[RECORDS FOR PROCESSING — start]

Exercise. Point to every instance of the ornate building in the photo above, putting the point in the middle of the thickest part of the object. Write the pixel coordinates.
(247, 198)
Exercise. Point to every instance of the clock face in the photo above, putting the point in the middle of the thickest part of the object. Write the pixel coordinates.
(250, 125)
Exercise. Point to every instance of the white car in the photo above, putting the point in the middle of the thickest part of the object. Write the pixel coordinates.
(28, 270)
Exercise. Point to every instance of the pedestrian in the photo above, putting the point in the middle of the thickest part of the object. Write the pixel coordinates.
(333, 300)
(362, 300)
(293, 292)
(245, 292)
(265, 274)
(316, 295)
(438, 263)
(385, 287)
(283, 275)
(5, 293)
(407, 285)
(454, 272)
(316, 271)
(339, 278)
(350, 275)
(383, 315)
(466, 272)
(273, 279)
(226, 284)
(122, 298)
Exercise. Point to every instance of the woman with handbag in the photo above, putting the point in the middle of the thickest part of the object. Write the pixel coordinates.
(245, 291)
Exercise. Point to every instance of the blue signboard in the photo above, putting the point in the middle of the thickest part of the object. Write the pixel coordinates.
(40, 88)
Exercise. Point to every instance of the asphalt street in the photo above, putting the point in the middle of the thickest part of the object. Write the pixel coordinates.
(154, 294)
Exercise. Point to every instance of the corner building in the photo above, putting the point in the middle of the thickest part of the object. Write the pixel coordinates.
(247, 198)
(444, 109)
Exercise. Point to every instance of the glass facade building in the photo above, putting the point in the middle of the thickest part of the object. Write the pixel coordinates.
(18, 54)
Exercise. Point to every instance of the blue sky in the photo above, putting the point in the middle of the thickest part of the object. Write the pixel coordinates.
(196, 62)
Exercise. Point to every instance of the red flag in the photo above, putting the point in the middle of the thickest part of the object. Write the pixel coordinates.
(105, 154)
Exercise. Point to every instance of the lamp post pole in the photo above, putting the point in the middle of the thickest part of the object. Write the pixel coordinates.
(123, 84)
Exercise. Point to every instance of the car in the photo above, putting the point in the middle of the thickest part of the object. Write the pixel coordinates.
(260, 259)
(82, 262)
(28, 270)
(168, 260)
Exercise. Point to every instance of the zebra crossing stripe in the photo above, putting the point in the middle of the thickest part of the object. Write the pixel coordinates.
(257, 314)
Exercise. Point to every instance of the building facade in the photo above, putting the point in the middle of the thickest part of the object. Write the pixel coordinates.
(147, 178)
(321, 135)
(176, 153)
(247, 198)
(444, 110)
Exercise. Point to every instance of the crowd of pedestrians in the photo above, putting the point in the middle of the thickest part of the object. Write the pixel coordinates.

[RECORDS FOR PROCESSING — finish]

PROMPT: Here the goal is to repeat each entry exactly.

ANSWER SPACE:
Exercise. Point to every instance of the ornate building in the photo above, putting the point in the middle of the thickest part of the object. Write the pixel coordinates.
(247, 198)
Exercise. Point to every instance of the clock face in the photo above, putting the point in the middle of the thickest part of the object. Write the pixel coordinates.
(250, 125)
Exercise. Point to every instance of the white car in the photo above, putting the point in the middle of the thickest part of the object. Write the pixel coordinates.
(28, 270)
Exercise. Point to every instance of the pedestrian in the photo above, putting the point in the middle of the thickest part of the object. Write the pixel coordinates.
(333, 300)
(362, 300)
(293, 292)
(245, 292)
(265, 274)
(316, 295)
(438, 263)
(385, 287)
(283, 275)
(5, 293)
(407, 285)
(454, 272)
(316, 271)
(339, 278)
(350, 275)
(383, 315)
(466, 272)
(273, 279)
(226, 284)
(122, 298)
Exercise. Point to every instance of the woman with handbag in the photo above, putting the point in the middle of the thickest part of the object. Write the pixel coordinates.
(245, 291)
Exercise. Point to every instance of the blue signboard in the photo above, putting the point in the middle of the thickest part of the object. Write the pixel coordinates.
(40, 88)
Exercise. Point to every instance of the asphalt street in the photo above, putting the point in the middle of the thickest part of the object. Write the pixel coordinates.
(154, 294)
Exercise. Point to every instance of the corner building in the photo above, putting the point in the middle of the thickest part of the object. Write the pixel coordinates.
(247, 198)
(444, 109)
Exercise. Point to every instance of the glass facade building in the photo above, putting the point in the middle of the thickest part of the object. Write the pixel coordinates.
(18, 54)
Exercise. Point to every instance of the blue sky in the photo above, putting the point in the middle of the thickest part of the object. Write the pixel coordinates.
(196, 62)
Exercise. Point to every instance of the red flag in the photo above, putting the point in the middle of the thickest part of the object. Write the pixel coordinates.
(105, 154)
Exercise. Point to every instance of the lamp post pole in the photo above, putting the point in the middle of the thickest part of the object. Write the pixel coordinates.
(123, 84)
Exercise. Point to every instance of the car in the photo above, putting the point in the middle of the thickest part of the object. Write the pixel coordinates.
(260, 259)
(82, 262)
(28, 270)
(168, 260)
Exercise. Point to every instance of the zebra crossing stripe in the photo above, putting the point in the middle of the thickest part of the object. Write the pixel coordinates.
(257, 314)
Exercise. Point to every instance of the building facade in the photo above, putting the point in the middle of the thickest part of the object. Write the pixel coordinates.
(147, 178)
(321, 135)
(176, 153)
(247, 198)
(444, 110)
Exercise. Point to every instance of the crowd of pedestrians in the photo above, putting the point in the middle of the thickest part of the object. Write the pixel coordinates.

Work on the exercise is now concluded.